ONE OF THE strangest,

Romances in British Legal History

By David Cocksedge

ONE OF THE strangest romances in British legal history began on the afternoon of Friday 13 October 1944. An American serviceman who liked to call himself Second Lieutenant Richard Allen (22) of the 501st Parachute Regiment, US army, walked into a small cafe in Queen Caroline Street on London 's Hammersmith Broadway. His real name was Karl Gustav Hulten, and he recalled later, "I saw my pal Len Bexley sitting there with a young lady. I took another seat, but he asked me to come over and join them, which I did."

Bexley introduced 'Ricky' to Elizabeth ('Betty') Jones, an 18-year-old stripper who worked under the name Georgina Grayson. She rented a room under this name at 311 King Street , close to where she now sat. Born and brought up in South Wales , Betty was married when she was only 16 to a soldier. This man, ten years her senior, had a quick temper and a brutish manner. When he punched her in the face at their wedding reception, she promptly walked out on him and made her way to London . There she had a succession of seedy, unfulfilling jobs - a waitress, cinema usherette and striptease dancer at the Blue Lagoon Club. When Hulten met her that fateful Friday, she was unemployed, and 'resting between jobs'.

=== Complete the following ===
[1] In the article on the 1944 romance, at what address did Betty Jones rent a room?
[2] List every job that the article on the 1944 romance says Betty held in London.
[3] Copy the article on the 1944 romance, beginning at the words "Bexley introduced 'Ricky'" and stopping after "and 'resting between jobs'.", and swap "Betty" for "Bess" each time it occurs.

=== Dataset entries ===

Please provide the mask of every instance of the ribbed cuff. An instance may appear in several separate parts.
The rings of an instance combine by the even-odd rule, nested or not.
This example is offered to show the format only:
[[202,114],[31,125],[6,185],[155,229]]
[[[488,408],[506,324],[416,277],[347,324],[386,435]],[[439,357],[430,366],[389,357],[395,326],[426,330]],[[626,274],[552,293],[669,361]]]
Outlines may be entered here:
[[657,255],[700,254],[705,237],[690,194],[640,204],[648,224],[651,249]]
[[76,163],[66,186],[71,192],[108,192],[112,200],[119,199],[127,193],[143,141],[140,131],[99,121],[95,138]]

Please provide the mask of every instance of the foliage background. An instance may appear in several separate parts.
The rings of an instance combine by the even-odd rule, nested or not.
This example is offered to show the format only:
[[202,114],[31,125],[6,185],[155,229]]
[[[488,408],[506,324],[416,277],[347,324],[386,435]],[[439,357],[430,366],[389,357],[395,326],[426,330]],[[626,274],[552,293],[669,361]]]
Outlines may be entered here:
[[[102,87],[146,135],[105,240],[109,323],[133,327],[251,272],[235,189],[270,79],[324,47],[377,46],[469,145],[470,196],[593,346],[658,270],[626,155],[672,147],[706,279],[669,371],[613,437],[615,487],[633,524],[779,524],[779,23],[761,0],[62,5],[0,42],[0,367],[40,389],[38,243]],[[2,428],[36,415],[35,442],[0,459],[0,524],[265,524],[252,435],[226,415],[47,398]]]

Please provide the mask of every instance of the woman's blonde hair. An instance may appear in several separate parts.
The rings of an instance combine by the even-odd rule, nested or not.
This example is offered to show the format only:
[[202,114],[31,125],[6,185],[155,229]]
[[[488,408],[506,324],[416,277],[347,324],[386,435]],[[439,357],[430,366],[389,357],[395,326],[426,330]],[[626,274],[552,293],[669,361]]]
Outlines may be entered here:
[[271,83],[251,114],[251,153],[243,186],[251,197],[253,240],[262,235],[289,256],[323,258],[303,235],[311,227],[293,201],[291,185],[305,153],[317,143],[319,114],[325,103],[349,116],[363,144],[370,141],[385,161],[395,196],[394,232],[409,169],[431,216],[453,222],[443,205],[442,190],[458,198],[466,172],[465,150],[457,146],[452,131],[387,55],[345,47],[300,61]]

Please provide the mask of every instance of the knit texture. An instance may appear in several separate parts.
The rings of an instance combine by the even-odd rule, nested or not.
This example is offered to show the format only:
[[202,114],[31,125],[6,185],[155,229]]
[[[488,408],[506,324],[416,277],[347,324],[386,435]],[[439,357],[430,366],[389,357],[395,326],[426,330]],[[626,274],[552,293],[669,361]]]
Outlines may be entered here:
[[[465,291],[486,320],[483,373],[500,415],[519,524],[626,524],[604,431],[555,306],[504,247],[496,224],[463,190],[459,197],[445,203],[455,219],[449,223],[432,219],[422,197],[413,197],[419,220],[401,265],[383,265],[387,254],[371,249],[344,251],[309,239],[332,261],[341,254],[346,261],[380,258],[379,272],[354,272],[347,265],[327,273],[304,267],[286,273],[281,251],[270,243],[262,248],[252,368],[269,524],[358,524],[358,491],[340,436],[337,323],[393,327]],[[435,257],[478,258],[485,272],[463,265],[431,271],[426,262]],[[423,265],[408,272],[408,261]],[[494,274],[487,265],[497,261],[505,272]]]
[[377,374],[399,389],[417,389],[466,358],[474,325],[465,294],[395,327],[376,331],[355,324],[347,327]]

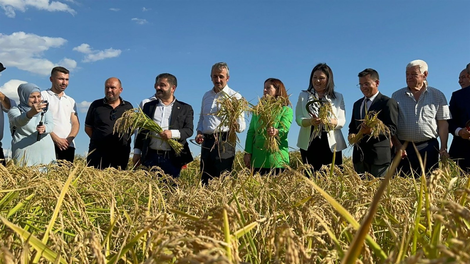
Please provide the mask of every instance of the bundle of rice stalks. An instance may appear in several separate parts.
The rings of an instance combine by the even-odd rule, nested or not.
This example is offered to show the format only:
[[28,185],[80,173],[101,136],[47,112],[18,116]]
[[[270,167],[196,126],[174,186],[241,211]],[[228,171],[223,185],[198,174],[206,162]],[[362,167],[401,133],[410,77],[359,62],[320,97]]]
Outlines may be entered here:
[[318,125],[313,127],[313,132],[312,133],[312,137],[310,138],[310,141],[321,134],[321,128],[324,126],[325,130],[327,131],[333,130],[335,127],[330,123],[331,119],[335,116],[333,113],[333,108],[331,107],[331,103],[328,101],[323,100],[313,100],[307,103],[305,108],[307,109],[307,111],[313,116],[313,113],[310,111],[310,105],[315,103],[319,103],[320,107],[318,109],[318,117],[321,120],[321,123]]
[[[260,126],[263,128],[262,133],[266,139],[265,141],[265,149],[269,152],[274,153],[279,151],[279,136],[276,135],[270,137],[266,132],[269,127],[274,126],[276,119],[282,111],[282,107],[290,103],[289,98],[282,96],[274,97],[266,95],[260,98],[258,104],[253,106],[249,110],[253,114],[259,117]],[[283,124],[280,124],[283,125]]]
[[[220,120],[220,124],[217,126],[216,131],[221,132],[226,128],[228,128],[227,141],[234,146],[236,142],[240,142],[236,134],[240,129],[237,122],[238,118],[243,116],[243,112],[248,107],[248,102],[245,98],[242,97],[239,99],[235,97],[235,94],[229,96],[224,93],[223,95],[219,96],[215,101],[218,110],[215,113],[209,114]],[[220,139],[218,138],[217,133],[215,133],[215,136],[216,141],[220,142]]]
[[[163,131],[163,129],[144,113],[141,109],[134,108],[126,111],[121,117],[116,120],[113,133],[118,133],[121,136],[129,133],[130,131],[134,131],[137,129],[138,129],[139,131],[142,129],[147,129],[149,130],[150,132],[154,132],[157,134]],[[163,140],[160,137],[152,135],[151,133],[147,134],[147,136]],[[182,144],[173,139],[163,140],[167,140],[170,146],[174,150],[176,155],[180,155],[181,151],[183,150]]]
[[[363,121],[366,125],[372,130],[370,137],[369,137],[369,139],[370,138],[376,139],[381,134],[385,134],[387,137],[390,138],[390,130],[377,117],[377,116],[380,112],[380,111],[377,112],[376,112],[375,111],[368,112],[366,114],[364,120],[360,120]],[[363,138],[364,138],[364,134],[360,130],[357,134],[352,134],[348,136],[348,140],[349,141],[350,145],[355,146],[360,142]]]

==

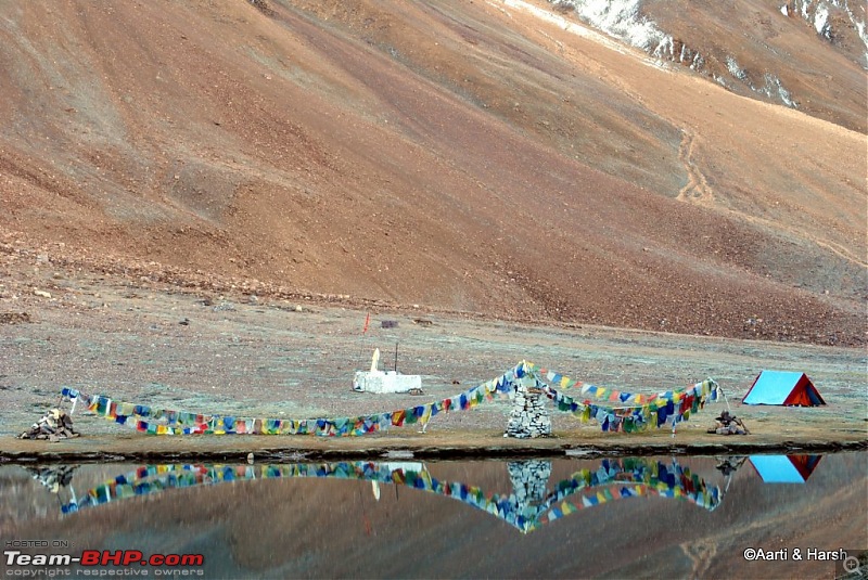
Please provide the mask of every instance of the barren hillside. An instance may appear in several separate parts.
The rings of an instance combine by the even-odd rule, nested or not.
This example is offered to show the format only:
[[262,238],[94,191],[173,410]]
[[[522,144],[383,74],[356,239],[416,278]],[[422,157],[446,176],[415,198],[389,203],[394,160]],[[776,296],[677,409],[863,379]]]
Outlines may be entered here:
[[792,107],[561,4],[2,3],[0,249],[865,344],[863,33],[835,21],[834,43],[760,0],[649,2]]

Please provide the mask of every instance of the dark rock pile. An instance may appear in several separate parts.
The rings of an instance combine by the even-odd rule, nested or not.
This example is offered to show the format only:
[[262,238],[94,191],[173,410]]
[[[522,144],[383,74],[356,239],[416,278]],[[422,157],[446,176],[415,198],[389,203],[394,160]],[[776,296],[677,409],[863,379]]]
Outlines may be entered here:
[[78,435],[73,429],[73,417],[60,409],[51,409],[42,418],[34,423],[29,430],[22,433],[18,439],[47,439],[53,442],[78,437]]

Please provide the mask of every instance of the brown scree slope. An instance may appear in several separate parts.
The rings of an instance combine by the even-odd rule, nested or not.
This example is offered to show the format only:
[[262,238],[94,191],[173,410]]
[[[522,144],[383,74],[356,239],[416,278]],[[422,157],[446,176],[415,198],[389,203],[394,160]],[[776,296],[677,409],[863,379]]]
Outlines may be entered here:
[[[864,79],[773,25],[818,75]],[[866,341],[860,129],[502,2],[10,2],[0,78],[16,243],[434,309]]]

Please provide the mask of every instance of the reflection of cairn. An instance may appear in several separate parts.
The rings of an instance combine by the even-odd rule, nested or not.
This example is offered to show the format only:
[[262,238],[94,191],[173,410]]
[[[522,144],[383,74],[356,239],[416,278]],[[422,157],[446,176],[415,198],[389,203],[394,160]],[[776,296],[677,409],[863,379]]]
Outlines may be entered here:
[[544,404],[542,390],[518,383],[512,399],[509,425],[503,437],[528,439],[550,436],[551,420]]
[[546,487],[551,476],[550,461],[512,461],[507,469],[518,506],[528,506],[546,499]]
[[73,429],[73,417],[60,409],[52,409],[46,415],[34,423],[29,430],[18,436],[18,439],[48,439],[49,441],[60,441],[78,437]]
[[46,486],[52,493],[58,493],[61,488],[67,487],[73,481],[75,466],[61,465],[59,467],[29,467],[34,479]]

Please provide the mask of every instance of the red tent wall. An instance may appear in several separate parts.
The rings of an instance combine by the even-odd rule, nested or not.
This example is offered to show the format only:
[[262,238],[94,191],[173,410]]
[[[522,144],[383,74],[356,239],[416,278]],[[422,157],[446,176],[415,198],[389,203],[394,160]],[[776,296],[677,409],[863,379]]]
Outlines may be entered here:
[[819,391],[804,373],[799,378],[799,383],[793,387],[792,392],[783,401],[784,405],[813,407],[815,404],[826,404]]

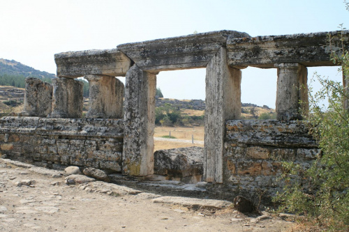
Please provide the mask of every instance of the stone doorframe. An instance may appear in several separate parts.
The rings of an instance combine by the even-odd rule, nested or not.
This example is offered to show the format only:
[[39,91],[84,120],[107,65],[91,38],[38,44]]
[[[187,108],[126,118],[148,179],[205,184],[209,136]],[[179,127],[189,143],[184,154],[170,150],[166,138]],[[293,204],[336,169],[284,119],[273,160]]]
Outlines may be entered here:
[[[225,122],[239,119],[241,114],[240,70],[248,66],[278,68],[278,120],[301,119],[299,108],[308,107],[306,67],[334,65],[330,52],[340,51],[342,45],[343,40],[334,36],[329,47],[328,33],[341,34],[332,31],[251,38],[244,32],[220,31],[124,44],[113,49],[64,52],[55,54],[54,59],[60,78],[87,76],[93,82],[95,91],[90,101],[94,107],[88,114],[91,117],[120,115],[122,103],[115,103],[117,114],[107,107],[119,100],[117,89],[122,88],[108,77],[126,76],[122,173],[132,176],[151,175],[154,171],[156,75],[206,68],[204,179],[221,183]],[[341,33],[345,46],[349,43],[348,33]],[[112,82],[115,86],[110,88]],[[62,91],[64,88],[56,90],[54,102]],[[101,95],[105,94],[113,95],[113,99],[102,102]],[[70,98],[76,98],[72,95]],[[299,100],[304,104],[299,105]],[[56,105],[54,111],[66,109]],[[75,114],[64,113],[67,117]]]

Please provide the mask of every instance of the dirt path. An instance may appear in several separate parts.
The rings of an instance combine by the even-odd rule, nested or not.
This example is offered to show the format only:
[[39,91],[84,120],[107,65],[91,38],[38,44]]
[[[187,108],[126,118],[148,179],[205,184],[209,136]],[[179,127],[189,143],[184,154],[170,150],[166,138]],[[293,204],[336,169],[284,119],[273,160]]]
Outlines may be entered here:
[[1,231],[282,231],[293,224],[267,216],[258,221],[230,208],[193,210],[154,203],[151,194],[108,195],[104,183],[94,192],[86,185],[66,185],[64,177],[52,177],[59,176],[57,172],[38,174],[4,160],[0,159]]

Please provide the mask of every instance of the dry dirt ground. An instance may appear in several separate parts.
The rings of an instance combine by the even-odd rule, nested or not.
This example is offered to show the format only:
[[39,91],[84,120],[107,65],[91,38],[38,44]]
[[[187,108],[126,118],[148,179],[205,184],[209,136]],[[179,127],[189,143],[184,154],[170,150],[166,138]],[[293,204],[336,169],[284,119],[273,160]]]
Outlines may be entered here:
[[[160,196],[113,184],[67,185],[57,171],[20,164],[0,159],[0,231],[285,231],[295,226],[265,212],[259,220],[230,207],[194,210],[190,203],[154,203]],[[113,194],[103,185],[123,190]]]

--

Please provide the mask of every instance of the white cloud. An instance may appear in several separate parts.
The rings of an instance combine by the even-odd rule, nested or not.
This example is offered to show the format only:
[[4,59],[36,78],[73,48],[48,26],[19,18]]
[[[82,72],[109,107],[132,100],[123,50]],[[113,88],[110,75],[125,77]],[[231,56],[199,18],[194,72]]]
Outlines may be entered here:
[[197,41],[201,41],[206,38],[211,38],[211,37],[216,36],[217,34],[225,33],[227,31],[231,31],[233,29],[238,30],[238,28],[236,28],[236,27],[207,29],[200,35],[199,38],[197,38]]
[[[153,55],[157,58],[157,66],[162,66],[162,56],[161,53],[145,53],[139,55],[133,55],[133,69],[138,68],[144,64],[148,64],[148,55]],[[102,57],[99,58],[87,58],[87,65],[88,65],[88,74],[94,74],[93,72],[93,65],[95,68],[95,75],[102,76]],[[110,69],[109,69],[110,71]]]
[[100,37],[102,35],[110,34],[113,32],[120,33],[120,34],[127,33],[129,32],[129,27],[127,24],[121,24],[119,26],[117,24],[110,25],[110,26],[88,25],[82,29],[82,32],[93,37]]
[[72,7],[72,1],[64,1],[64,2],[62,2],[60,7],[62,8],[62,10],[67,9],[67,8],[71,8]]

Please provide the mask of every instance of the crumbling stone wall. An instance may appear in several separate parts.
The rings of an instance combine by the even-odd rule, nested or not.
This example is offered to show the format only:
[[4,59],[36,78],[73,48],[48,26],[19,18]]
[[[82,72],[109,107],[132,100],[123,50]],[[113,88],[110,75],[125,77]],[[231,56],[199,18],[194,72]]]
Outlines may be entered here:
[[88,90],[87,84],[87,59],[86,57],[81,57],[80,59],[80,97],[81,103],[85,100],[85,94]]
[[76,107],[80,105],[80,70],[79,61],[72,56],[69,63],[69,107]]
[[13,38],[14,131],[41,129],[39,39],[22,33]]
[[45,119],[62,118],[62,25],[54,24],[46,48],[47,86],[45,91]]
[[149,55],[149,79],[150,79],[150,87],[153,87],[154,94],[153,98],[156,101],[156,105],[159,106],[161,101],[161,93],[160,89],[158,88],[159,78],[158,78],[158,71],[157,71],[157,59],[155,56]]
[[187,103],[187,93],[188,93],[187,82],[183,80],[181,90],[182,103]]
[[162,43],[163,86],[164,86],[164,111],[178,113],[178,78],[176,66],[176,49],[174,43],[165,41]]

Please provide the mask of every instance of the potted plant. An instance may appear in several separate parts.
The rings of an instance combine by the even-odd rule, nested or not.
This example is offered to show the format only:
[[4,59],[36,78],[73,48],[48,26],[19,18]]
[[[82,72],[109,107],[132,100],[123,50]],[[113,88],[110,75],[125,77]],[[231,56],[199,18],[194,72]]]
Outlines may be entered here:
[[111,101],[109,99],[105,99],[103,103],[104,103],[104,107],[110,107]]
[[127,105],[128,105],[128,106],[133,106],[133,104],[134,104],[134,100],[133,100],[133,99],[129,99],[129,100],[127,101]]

=== Exercise answers ===
[1] 311 King Street

[2] Waitress, cinema usherette, and striptease dancer at the Blue Lagoon Club

[3]
Bexley introduced 'Ricky' to Elizabeth ('Bess') Jones, an 18-year-old stripper who worked under the name Georgina Grayson. She rented a room under this name at 311 King Street , close to where she now sat. Born and brought up in South Wales , Bess was married when she was only 16 to a soldier. This man, ten years her senior, had a quick temper and a brutish manner. When he punched her in the face at their wedding reception, she promptly walked out on him and made her way to London . There she had a succession of seedy, unfulfilling jobs - a waitress, cinema usherette and striptease dancer at the Blue Lagoon Club. When Hulten met her that fateful Friday, she was unemployed, and 'resting between jobs'.